Which lines in the items below contain the string "window"? Gather every such line in full, matching case exactly.

========

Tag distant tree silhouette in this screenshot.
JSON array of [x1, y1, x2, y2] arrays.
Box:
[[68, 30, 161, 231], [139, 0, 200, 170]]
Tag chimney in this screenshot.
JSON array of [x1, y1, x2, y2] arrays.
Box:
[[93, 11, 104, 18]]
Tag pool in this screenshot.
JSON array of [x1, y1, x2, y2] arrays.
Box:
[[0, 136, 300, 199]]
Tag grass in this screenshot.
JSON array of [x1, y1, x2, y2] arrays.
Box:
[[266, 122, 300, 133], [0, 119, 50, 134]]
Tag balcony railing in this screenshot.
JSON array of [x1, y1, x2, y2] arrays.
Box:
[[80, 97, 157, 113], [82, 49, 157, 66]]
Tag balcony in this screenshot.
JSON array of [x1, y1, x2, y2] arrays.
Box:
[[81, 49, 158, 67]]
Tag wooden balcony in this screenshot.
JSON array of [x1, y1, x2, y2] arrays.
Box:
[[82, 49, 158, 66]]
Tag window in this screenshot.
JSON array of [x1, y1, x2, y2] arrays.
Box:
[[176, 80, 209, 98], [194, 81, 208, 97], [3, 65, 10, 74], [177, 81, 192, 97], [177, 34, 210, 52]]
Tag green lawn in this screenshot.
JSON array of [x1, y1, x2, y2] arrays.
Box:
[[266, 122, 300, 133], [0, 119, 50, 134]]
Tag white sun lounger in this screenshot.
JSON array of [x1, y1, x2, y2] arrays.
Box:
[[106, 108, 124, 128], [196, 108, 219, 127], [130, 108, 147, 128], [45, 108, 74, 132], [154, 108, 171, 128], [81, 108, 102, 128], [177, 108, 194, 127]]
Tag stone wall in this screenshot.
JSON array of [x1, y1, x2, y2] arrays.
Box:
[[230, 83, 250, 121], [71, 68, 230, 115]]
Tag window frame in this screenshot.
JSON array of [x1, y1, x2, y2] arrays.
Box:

========

◆ FULL RESPONSE
Tag window in this screenshot.
Tag window frame in this screenshot.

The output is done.